[Exercise prompt] Copy the records below, beginning at their start and stopping after the line that contains "column 633, row 1060", and substitute "Object" for every "Target" while leaving everything else unchanged. Do not include the pictures in your answer.
________________
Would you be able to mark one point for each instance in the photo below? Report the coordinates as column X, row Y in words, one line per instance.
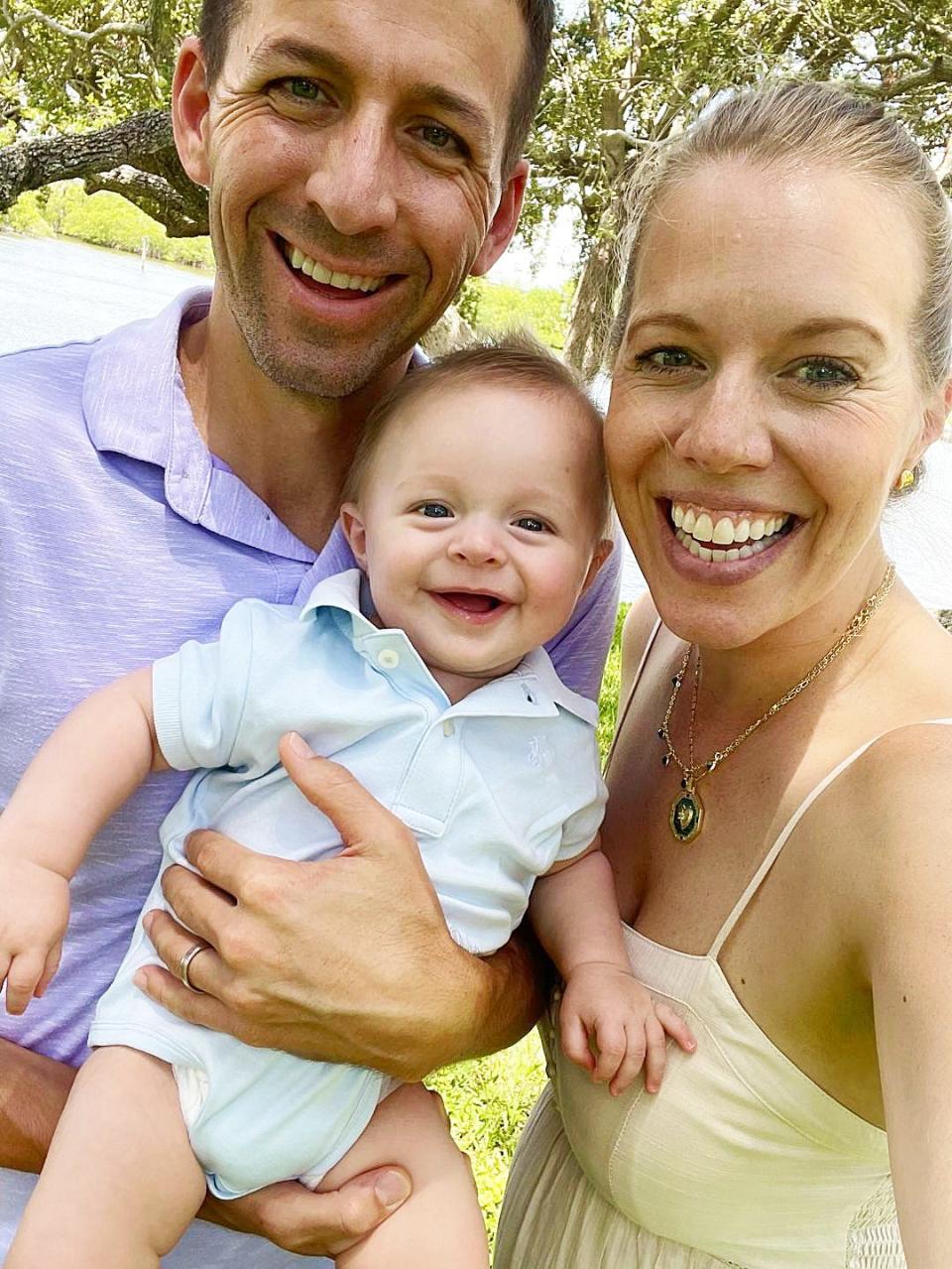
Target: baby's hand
column 604, row 1008
column 35, row 911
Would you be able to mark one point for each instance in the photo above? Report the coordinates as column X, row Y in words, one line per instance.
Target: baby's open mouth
column 721, row 536
column 470, row 601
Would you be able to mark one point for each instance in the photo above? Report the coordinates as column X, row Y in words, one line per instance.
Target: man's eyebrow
column 299, row 51
column 454, row 103
column 308, row 56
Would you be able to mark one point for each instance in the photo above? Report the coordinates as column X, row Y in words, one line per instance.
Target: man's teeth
column 701, row 531
column 342, row 281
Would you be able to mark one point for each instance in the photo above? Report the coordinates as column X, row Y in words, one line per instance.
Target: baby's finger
column 22, row 978
column 675, row 1027
column 53, row 964
column 574, row 1040
column 655, row 1055
column 611, row 1043
column 633, row 1060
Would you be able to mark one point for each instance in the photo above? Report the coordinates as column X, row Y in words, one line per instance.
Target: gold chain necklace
column 687, row 809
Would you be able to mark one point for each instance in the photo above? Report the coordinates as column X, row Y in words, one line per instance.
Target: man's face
column 353, row 153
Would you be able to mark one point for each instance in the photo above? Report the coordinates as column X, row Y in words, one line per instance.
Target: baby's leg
column 440, row 1223
column 121, row 1183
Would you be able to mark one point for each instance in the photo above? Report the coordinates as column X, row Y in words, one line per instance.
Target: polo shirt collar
column 533, row 690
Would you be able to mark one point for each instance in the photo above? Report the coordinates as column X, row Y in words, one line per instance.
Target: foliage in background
column 629, row 73
column 488, row 1100
column 625, row 75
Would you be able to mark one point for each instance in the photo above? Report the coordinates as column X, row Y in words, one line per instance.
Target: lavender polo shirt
column 122, row 538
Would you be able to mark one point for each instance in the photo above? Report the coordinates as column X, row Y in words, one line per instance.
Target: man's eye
column 300, row 89
column 437, row 137
column 823, row 372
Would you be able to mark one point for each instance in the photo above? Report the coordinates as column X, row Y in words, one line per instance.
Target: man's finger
column 222, row 862
column 208, row 973
column 356, row 815
column 313, row 1224
column 203, row 1010
column 198, row 904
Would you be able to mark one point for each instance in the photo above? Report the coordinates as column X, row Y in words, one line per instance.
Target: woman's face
column 766, row 395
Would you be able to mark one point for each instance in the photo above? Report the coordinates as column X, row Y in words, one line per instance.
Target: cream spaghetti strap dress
column 741, row 1160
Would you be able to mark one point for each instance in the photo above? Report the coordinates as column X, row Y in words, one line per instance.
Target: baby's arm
column 575, row 915
column 94, row 760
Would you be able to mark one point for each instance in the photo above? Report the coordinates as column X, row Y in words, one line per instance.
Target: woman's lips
column 714, row 561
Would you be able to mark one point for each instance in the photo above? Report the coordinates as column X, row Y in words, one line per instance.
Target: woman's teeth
column 743, row 533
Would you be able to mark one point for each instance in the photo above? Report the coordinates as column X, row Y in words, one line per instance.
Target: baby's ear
column 598, row 556
column 354, row 531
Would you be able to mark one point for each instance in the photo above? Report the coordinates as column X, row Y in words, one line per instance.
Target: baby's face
column 478, row 526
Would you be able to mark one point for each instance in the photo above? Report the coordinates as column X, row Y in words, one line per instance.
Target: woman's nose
column 725, row 427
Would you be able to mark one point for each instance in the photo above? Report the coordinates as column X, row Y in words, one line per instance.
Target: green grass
column 488, row 1100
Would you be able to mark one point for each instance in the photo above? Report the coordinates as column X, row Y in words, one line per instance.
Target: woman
column 777, row 820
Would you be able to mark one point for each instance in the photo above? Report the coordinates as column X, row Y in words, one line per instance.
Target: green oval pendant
column 686, row 817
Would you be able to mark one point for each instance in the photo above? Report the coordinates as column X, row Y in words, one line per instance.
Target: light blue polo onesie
column 497, row 788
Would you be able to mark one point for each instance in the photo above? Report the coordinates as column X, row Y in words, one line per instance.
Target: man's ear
column 504, row 222
column 354, row 531
column 600, row 555
column 190, row 110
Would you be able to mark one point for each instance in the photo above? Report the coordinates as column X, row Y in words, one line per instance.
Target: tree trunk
column 592, row 310
column 135, row 158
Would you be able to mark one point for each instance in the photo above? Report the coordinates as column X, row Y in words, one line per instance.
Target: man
column 363, row 156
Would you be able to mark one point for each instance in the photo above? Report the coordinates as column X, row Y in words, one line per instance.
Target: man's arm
column 347, row 959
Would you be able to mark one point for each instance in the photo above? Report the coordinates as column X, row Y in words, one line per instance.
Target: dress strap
column 630, row 696
column 771, row 858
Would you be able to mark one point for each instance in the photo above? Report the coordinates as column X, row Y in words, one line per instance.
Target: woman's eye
column 823, row 372
column 665, row 360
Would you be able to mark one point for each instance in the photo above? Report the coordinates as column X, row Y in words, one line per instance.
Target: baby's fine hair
column 515, row 360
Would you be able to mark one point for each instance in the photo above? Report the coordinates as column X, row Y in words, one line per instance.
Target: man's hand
column 313, row 1224
column 347, row 959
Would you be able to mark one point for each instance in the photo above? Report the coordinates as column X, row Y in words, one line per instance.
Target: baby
column 477, row 509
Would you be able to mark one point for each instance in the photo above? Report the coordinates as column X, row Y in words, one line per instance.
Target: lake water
column 56, row 291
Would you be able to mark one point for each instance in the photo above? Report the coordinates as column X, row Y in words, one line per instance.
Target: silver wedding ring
column 185, row 960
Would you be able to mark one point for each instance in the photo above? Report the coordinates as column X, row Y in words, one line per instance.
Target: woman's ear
column 354, row 532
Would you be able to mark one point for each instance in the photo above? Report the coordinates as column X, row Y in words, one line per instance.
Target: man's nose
column 354, row 181
column 478, row 542
column 727, row 426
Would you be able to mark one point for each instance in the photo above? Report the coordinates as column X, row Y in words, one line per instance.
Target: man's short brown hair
column 219, row 18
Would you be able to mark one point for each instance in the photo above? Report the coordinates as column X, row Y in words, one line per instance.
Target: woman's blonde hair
column 813, row 123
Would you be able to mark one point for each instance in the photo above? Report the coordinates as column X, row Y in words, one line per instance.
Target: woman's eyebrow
column 672, row 319
column 837, row 326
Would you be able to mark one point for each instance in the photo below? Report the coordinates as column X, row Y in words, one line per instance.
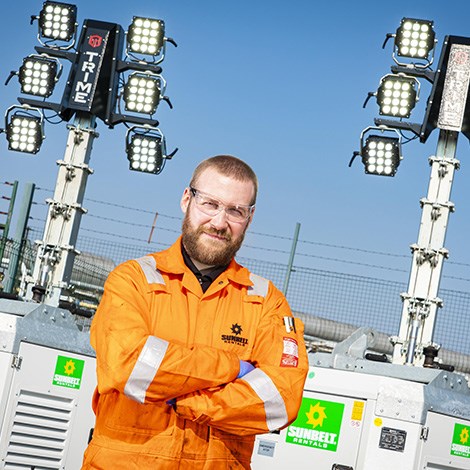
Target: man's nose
column 219, row 221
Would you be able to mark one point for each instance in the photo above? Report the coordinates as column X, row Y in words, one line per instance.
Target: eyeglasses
column 211, row 206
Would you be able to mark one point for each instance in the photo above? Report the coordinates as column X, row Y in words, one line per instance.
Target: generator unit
column 47, row 378
column 358, row 414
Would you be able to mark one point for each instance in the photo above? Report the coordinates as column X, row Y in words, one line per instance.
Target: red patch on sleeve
column 290, row 353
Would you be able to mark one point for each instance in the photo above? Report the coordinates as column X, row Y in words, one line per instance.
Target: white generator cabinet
column 47, row 379
column 363, row 415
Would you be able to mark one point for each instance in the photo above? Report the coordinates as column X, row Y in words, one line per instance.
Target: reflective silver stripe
column 276, row 414
column 260, row 285
column 145, row 368
column 149, row 267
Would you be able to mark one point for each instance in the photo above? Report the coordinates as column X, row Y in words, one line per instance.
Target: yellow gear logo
column 69, row 367
column 316, row 415
column 464, row 435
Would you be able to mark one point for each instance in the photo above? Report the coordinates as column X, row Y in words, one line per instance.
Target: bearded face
column 208, row 245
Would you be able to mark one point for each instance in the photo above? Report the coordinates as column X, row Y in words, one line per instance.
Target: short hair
column 227, row 165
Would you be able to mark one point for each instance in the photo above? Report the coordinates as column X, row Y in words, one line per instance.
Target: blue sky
column 281, row 85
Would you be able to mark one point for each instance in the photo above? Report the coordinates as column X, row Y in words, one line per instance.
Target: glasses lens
column 212, row 207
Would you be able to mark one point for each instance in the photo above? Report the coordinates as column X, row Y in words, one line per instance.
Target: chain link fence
column 344, row 298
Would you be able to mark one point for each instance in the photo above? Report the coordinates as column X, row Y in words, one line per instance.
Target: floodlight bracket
column 56, row 107
column 415, row 128
column 369, row 96
column 427, row 74
column 126, row 65
column 116, row 118
column 57, row 53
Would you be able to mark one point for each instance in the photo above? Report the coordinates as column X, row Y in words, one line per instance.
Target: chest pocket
column 238, row 330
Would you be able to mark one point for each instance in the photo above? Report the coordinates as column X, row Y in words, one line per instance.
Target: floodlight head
column 146, row 149
column 37, row 76
column 146, row 36
column 414, row 39
column 380, row 154
column 57, row 21
column 142, row 92
column 397, row 95
column 24, row 129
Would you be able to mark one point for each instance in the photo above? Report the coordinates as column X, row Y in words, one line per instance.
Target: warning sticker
column 357, row 411
column 68, row 372
column 460, row 441
column 290, row 353
column 318, row 424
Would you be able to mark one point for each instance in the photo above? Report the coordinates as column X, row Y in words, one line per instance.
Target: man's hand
column 245, row 367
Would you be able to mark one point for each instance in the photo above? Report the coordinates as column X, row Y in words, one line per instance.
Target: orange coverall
column 157, row 336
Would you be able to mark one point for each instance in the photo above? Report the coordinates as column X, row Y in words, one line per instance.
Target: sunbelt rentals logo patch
column 461, row 441
column 68, row 372
column 318, row 424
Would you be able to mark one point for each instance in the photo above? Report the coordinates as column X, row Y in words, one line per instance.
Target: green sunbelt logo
column 317, row 425
column 461, row 441
column 68, row 372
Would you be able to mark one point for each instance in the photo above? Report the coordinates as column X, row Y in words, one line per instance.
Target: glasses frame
column 221, row 206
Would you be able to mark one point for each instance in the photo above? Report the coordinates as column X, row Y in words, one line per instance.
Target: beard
column 216, row 253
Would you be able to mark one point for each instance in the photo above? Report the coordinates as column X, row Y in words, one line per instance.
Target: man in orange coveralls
column 195, row 354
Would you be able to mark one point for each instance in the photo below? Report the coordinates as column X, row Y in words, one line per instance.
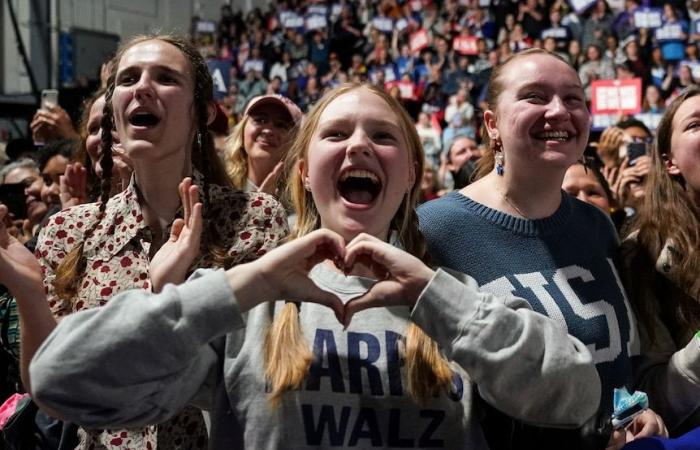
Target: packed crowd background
column 270, row 67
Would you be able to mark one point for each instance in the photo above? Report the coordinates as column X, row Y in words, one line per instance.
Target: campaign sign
column 419, row 40
column 401, row 24
column 316, row 22
column 466, row 45
column 669, row 32
column 602, row 121
column 648, row 17
column 321, row 10
column 616, row 96
column 651, row 120
column 293, row 21
column 383, row 24
column 581, row 5
column 219, row 71
column 558, row 33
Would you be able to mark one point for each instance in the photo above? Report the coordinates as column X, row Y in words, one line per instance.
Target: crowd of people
column 367, row 243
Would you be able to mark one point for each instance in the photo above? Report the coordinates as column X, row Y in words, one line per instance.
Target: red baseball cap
column 294, row 112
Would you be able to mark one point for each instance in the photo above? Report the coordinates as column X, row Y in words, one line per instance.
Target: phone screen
column 12, row 195
column 49, row 98
column 635, row 150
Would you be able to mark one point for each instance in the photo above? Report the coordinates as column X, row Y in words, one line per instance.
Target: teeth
column 557, row 135
column 359, row 173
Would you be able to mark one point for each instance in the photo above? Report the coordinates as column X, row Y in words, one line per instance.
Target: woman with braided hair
column 381, row 351
column 159, row 101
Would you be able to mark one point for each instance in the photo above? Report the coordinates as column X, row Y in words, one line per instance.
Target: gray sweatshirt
column 143, row 356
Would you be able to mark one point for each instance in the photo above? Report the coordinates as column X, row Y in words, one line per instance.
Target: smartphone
column 49, row 99
column 13, row 196
column 635, row 150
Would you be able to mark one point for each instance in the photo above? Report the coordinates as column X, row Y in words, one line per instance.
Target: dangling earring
column 498, row 156
column 584, row 162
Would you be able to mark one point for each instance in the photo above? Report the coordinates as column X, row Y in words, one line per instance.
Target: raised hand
column 269, row 184
column 52, row 124
column 73, row 186
column 401, row 276
column 283, row 274
column 19, row 269
column 172, row 261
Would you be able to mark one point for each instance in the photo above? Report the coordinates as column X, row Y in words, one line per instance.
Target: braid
column 69, row 272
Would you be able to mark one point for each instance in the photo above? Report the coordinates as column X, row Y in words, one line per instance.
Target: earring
column 498, row 156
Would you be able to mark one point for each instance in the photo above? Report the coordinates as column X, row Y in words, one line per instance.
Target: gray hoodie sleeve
column 140, row 358
column 522, row 362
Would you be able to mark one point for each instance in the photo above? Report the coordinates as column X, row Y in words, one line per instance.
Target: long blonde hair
column 235, row 156
column 288, row 356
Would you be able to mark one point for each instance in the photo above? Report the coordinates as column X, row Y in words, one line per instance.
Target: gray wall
column 122, row 17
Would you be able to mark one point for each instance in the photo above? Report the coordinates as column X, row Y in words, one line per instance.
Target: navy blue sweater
column 563, row 265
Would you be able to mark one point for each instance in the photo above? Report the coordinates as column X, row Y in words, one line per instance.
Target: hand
column 269, row 184
column 19, row 269
column 73, row 186
column 402, row 277
column 283, row 274
column 647, row 424
column 52, row 125
column 172, row 261
column 628, row 186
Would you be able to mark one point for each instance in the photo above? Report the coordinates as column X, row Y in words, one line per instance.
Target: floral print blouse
column 116, row 248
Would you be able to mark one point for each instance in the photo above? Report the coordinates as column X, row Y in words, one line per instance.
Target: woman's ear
column 412, row 176
column 671, row 167
column 303, row 175
column 211, row 112
column 490, row 124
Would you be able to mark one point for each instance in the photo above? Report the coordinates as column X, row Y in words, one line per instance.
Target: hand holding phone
column 49, row 99
column 14, row 197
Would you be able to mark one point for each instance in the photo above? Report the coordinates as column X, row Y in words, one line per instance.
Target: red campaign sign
column 616, row 96
column 466, row 45
column 406, row 89
column 419, row 40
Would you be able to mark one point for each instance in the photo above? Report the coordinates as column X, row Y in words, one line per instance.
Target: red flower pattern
column 248, row 225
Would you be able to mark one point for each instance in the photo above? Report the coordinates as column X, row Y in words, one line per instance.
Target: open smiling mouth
column 359, row 186
column 144, row 119
column 560, row 136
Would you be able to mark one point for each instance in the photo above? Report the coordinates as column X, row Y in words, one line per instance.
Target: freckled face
column 685, row 145
column 153, row 101
column 541, row 115
column 358, row 165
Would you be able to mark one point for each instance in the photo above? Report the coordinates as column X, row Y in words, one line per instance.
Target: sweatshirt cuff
column 209, row 302
column 445, row 307
column 690, row 360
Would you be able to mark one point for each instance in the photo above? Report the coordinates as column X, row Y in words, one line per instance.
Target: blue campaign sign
column 581, row 5
column 220, row 74
column 669, row 32
column 648, row 17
________________
[Full solution]
Would you be able to mark one point for each instance in the photo below? Report the coordinates as column X, row Y in words, one line per instance.
Object: baby's hand
column 604, row 1008
column 35, row 911
Would you be able to mark one point for each instance in the photo above? Report the coordinates as column X, row Y in words, one line per instance.
Object: baby's open mouth
column 721, row 536
column 470, row 601
Would you be able to mark one point for each instance in the photo above? Report the coordinates as column X, row Y in words, one line per instance.
Object: man's eyebrow
column 299, row 51
column 454, row 103
column 308, row 56
Would you be able to mark one point for each instance in the photo above? Report the coordinates as column X, row Y in words, one line per instance.
Object: man's teeth
column 701, row 531
column 342, row 281
Would you be able to mark one point for each instance in the photo above? Report the coordinates as column X, row Y in words, one line per instance.
Object: baby's finger
column 22, row 978
column 675, row 1027
column 53, row 964
column 574, row 1040
column 655, row 1055
column 611, row 1043
column 633, row 1060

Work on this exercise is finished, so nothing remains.